**À FAIRE**
A – Dans le texte sur l'anthologie de poésie taïwanaise, après quelle décennie sont nés la plupart des poètes publiés ?
B – Prolongez le texte sur l'anthologie de poésie taïwanaise en partant de sa dernière phrase.

**TEXTE À LIRE**
'''

De l’infidélité est une antholo­gie de la poésie tai­wanaise con­tem­po­raine. Bien enten­du, le mot sig­ni­fie que les poètes pub­liés sont vivants, la plu­part étant d’ailleurs nés après les années 70 du 20e siè­cle. Il veut aus­si dire, dans le con­texte de Tai­wan, que la poésie présen­tée est une poésie nou­velle par rap­port aux tra­di­tions poé­tiques chi­nois­es, une poésie qui s’invente en dehors de la Chine, autant sur le plan géo­graphique que lit­téraire, et qui s’inscrit dans la moder­nité poé­tique mon­di­ale. En ce sens, « con­tem­po­raine » ne sig­ni­fie pas seule­ment « actuelle » mais tout autant « nou­velle ». C’est de nou­velle poésie chi­noise dont il s’agit. Et dans ce cadre insu­laire le fait n’est pas anodin. Être chi­nois de Tai­wan et être poète chi­nois de Tai­wan, on mesure mal ce que cela sig­ni­fie depuis l’Europe – pour peu qu’un européen con­tem­po­rain ait réelle­ment con­science qu’il existe une vie lit­téraire et poé­tique dans le Paci­fique. Ce qui est loin d’être cer­tain. Il y a la rup­ture poli­tique et his­torique. L’état de guerre larvée tout au long de la deux­ième moitié du siè­cle passé. La néces­sité de con­stru­ire une iden­tité, de suiv­re les évo­lu­tions d’une langue détachée de ses racines, de créer de toutes pièces une lit­téra­ture en phase avec l’occidentalisation de l’île… Les poètes tai­wanais ont été et sont encore pris dans le mael­strom de l’histoire. La guerre froide n’a pas, là-bas, tout à fait dit son dernier mot.

'''

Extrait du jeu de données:
'''

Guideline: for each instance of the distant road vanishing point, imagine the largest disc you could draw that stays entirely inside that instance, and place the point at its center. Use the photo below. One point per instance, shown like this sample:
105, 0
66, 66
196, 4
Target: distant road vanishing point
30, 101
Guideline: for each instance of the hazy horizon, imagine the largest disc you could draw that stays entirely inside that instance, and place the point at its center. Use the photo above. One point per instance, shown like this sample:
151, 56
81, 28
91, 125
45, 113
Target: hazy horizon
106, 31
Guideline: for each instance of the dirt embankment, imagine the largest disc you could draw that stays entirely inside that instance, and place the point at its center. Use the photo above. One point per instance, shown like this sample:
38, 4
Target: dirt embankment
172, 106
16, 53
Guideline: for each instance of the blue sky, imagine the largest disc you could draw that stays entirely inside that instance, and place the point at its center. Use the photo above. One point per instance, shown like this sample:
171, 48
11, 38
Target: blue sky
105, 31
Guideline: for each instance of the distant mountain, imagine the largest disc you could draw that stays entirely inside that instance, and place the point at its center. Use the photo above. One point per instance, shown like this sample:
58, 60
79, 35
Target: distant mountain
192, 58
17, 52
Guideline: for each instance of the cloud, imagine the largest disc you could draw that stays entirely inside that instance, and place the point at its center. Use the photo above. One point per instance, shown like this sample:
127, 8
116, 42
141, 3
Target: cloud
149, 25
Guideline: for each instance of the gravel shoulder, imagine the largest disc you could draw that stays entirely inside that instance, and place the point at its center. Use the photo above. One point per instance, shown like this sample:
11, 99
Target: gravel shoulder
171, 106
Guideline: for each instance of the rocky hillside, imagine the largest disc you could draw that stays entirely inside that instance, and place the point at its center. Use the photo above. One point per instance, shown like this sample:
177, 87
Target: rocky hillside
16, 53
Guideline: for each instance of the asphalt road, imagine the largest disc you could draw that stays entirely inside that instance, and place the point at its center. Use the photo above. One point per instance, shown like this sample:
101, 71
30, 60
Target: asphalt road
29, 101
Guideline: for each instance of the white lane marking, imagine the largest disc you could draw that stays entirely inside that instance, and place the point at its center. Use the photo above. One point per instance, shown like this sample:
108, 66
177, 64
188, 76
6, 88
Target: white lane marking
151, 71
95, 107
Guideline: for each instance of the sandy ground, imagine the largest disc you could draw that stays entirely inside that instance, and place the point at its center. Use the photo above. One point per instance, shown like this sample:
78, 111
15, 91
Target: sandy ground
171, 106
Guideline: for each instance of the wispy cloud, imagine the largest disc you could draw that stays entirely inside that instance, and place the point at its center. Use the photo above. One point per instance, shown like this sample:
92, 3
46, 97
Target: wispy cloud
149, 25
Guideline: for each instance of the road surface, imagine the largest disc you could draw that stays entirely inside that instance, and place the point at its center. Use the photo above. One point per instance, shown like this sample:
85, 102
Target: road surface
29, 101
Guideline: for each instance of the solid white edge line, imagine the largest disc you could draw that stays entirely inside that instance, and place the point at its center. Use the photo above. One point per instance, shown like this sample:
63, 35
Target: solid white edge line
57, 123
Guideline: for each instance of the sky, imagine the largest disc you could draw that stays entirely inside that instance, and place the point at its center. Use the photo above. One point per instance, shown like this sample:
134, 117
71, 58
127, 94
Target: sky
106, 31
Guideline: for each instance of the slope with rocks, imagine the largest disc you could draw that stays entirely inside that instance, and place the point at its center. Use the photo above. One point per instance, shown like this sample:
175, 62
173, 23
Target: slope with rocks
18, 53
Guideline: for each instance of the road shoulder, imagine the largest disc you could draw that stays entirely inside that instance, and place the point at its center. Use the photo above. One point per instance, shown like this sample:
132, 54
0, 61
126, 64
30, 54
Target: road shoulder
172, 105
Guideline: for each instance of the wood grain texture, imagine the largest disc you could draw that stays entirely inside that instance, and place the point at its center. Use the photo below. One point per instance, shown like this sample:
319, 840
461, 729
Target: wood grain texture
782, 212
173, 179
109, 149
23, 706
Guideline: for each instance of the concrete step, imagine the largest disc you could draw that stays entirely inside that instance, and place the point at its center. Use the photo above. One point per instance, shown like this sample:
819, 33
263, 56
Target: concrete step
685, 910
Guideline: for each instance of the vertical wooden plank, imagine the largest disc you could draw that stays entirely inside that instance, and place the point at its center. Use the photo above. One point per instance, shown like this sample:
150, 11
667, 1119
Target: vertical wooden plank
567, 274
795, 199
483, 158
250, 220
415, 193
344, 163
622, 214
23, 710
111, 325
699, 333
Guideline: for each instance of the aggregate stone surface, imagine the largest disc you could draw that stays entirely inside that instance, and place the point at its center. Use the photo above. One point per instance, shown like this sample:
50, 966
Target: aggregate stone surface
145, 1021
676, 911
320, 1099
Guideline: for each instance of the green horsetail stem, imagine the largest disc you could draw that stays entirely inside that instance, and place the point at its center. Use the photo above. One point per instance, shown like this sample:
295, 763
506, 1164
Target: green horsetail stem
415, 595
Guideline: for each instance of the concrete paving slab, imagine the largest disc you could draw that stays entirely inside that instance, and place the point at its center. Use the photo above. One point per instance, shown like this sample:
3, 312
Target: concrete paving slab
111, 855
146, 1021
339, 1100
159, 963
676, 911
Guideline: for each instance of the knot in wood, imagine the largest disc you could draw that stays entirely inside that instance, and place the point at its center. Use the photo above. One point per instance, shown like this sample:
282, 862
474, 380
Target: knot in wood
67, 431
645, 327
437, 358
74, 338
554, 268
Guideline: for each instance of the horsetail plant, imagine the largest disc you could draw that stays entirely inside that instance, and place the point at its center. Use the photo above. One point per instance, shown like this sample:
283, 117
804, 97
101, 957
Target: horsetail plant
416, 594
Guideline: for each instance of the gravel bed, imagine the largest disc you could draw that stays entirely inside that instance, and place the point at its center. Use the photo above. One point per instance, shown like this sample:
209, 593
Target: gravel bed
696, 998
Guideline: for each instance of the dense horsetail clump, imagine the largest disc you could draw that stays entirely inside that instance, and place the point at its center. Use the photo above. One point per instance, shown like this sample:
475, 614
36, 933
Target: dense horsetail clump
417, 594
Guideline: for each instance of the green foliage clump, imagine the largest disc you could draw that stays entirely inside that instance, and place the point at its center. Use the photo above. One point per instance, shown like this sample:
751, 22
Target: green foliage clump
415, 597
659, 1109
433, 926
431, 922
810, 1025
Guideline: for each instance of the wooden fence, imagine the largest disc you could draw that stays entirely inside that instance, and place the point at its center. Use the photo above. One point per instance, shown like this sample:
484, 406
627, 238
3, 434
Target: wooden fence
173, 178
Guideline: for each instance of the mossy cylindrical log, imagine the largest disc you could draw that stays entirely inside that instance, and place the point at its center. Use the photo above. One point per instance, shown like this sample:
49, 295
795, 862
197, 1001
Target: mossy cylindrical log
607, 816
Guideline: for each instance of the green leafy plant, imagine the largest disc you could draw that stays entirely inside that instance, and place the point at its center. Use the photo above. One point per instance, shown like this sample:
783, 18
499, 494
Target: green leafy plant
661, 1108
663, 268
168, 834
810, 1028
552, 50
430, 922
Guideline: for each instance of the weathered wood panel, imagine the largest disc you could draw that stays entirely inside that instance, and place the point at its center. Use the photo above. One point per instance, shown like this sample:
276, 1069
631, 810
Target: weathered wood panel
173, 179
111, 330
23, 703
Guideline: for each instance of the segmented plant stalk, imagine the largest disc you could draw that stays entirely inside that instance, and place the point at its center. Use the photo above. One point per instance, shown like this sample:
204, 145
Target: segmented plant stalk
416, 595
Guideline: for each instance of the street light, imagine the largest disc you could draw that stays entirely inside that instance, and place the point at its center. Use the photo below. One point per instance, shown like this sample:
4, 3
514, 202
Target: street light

'''

**RÉPONSES**
A – La plupart sont nés après les années 70 du 20e siècle.

B –
L’histoire de la poésie de Tai­wan est évidem­ment insé­para­ble de l’histoire poli­tique de l’île. Elle com­mence dès les années 50 par une généra­tion de poètes qui, durant une trentaine d’années, ont d’abord tra­vail­lé à mod­erniser le man­darin et donc ce que nous appelons la poésie chi­noise. La plu­part venaient de Chine. Cette mod­erni­sa­tion dans la langue s’est accom­pa­g­née d’un jeu, d’une lib­erté prise avec le clas­si­cisme et les usages poé­tiques habituels d’une Chine anci­enne dev­enue Chine con­ti­nen­tale, alors à l’écart de la com­mu­nauté inter­na­tionale. Ces poètes sont aujourd’hui les poètes « âgés » de Tai­wan, et cette antholo­gie ne con­cerne pas leurs travaux.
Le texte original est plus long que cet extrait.